As afirmações 1., 2. e 3. concordam com o texto sobre os cortes de verbas na saúde e na UNIFESP? Responda sim ou não a cada uma e cite literalmente as palavras do texto que decidem a resposta. 1. O decreto nº 8456 foi promulgado em 22 de maio de 2015. 2. O decreto determinou corte de R$11,774 bilhões dos repasses ao Ministério da Educação. 3. O corte nas verbas da UNIFESP foi de aproximadamente 60%.

Texto extraído
....

A resposta a essa pergunta vem primordialmente da alocação ainda insuficiente de investimentos à saúde e à educação. A situação tornou-se, no entanto, insustentável, com a promulgação do decreto nº 8456, de 22 de maio de 2015, pelo Governo Federal, o qual determinou corte de R$11,774 bilhões dos repasses ao Ministério da Saúde, bem como com a decisão do corte de aproximadamente 40% das verbas da UNIFESP e de outras tantas universidades federais do país. A Universidade Federal de São Paulo passa, portanto, a ser mais uma vítima do que já era percebido em outras instituições no restante do país, antes símbolos de excelência do SUS e da formação voltada para a área da saúde, atualmente sofrendo com a adoção de uma política restritiva de investimentos, além de uma gestão deficitária dos recursos.

....

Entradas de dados

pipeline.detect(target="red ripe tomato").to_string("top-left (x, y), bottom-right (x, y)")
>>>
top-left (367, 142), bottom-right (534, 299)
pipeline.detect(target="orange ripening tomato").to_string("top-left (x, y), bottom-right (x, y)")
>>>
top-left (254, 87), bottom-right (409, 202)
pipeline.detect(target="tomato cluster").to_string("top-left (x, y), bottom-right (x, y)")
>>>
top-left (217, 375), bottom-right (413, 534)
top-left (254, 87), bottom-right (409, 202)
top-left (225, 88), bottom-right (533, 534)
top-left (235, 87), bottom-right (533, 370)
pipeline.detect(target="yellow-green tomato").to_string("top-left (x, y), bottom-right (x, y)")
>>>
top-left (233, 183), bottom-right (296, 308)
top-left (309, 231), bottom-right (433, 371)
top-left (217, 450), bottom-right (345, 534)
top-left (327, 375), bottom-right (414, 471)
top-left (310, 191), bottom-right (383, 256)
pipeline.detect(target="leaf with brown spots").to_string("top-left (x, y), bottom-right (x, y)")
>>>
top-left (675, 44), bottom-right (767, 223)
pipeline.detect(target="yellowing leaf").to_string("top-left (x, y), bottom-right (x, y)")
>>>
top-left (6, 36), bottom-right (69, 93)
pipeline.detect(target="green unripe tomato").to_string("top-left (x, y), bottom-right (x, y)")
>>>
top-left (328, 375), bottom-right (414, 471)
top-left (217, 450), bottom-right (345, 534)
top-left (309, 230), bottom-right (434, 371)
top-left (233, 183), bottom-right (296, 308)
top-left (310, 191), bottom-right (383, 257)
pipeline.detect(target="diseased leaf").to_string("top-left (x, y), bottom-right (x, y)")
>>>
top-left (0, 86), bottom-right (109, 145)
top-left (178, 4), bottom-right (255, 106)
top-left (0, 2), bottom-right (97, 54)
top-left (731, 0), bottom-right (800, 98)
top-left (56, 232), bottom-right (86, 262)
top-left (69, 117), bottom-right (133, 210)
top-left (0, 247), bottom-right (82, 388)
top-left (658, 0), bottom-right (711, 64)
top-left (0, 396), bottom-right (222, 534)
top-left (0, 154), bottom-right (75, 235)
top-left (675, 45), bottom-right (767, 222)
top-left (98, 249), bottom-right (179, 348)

....

Espaço da resposta
1. Sim: "decreto nº 8456, de 22 de maio de 2015".
2. Não: "corte de R$11,774 bilhões dos repasses ao Ministério da Saúde".
3. Não: "corte de aproximadamente 40% das verbas da UNIFESP".